[Opening Records to process section]
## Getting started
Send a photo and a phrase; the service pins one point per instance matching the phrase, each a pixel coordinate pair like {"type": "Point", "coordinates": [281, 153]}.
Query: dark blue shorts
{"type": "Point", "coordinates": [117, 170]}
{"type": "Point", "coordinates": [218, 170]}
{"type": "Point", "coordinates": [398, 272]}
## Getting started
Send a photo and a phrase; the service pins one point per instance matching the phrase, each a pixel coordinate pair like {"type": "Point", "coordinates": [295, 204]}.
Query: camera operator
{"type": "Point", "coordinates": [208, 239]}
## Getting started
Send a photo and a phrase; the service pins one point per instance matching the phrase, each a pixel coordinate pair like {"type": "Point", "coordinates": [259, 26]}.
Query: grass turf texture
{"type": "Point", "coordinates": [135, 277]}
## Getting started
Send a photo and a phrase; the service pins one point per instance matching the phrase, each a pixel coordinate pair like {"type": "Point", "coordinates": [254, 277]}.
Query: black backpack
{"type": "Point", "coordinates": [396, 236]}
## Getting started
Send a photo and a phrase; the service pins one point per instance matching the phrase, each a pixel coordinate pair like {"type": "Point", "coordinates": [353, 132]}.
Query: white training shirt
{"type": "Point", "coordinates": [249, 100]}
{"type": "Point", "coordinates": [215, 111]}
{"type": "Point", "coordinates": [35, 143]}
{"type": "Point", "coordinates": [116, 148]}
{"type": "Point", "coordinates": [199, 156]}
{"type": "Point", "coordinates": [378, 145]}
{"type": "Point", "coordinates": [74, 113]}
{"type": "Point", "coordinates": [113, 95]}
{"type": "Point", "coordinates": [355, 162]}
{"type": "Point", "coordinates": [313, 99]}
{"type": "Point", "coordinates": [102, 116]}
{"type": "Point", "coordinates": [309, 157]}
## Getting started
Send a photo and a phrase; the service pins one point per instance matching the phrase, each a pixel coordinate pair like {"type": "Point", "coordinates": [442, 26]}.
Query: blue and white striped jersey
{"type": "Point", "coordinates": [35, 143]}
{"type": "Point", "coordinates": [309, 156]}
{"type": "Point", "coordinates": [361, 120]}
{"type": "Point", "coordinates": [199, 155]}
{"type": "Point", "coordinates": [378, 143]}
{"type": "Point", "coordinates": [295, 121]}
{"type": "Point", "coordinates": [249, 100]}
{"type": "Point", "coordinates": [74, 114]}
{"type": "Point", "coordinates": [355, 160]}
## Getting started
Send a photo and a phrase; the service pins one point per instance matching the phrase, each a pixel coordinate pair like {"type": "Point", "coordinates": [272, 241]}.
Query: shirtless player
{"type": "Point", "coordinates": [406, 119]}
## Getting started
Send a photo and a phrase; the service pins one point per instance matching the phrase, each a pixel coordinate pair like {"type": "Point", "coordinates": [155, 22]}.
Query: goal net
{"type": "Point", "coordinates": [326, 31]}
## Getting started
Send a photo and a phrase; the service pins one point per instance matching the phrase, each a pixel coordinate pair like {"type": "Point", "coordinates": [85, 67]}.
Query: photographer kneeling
[Closing Records to process section]
Work item:
Could you retype every record above exactly as it appears?

Solved exercise:
## Getting started
Send a photo and a phrase; the service pins one point per instance matching the phrase, each a pixel coordinate pair like {"type": "Point", "coordinates": [281, 153]}.
Query: dark blue shorts
{"type": "Point", "coordinates": [117, 170]}
{"type": "Point", "coordinates": [218, 170]}
{"type": "Point", "coordinates": [398, 272]}
## Getting started
Send a photo and a phrase; the service pins one point per instance matching the phrase, each a pixel coordinate pair like {"type": "Point", "coordinates": [295, 204]}.
Query: camera operator
{"type": "Point", "coordinates": [208, 239]}
## Getting started
Send a photo and a phrase; the service pins one point per instance matching the phrase, each a pixel coordinate pair like {"type": "Point", "coordinates": [259, 26]}.
Query: grass turf texture
{"type": "Point", "coordinates": [135, 277]}
## Getting started
Send a photo and a phrase; the service pins one point per instance matching the phrase, each a pixel coordinate pair like {"type": "Point", "coordinates": [254, 277]}.
Query: black backpack
{"type": "Point", "coordinates": [396, 236]}
## Getting started
Send a photo and a phrase; the service pins one point per instance matching the phrase, each a pixel coordinate pair like {"type": "Point", "coordinates": [353, 132]}.
Query: white training shirt
{"type": "Point", "coordinates": [249, 100]}
{"type": "Point", "coordinates": [215, 111]}
{"type": "Point", "coordinates": [35, 143]}
{"type": "Point", "coordinates": [116, 148]}
{"type": "Point", "coordinates": [199, 156]}
{"type": "Point", "coordinates": [378, 145]}
{"type": "Point", "coordinates": [74, 113]}
{"type": "Point", "coordinates": [113, 95]}
{"type": "Point", "coordinates": [355, 162]}
{"type": "Point", "coordinates": [313, 99]}
{"type": "Point", "coordinates": [102, 116]}
{"type": "Point", "coordinates": [309, 157]}
## Getting started
Send a photo and a phrase; the service pins one point per instance matching the phrase, each a pixel coordinate pair like {"type": "Point", "coordinates": [442, 26]}.
Query: blue and white striped jersey
{"type": "Point", "coordinates": [35, 143]}
{"type": "Point", "coordinates": [309, 156]}
{"type": "Point", "coordinates": [361, 120]}
{"type": "Point", "coordinates": [199, 155]}
{"type": "Point", "coordinates": [378, 143]}
{"type": "Point", "coordinates": [295, 121]}
{"type": "Point", "coordinates": [249, 100]}
{"type": "Point", "coordinates": [74, 114]}
{"type": "Point", "coordinates": [355, 160]}
## Getting started
Send a photo and a phrase; the service pins one point per instance matching the phrase, each a pixel coordinate pair like {"type": "Point", "coordinates": [272, 241]}.
Query: shirtless player
{"type": "Point", "coordinates": [406, 119]}
## Getting started
Send a photo and a phrase; the service pins one point per instance matching the phrase, each a pixel coordinate pair like {"type": "Point", "coordinates": [155, 22]}.
Query: goal net
{"type": "Point", "coordinates": [326, 31]}
## Getting started
Send a photo and a phrase; the service pins one point per instance matching the phrase, each a pixel coordinate pair like {"type": "Point", "coordinates": [85, 67]}.
Query: photographer kneeling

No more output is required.